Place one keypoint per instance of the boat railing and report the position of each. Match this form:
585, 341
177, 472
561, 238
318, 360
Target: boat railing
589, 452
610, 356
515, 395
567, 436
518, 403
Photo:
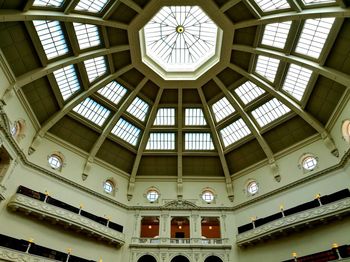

************

**REQUIREMENTS:** Return all of the data above unchanged, line for line, but leave out the pictures.

**CORRECT RESPONSE:**
Place one keypoint per instance of the boat railing and report the position of each. Match this form:
585, 341
177, 472
561, 238
318, 360
Target: boat railing
589, 452
610, 356
515, 395
567, 436
518, 403
Photo:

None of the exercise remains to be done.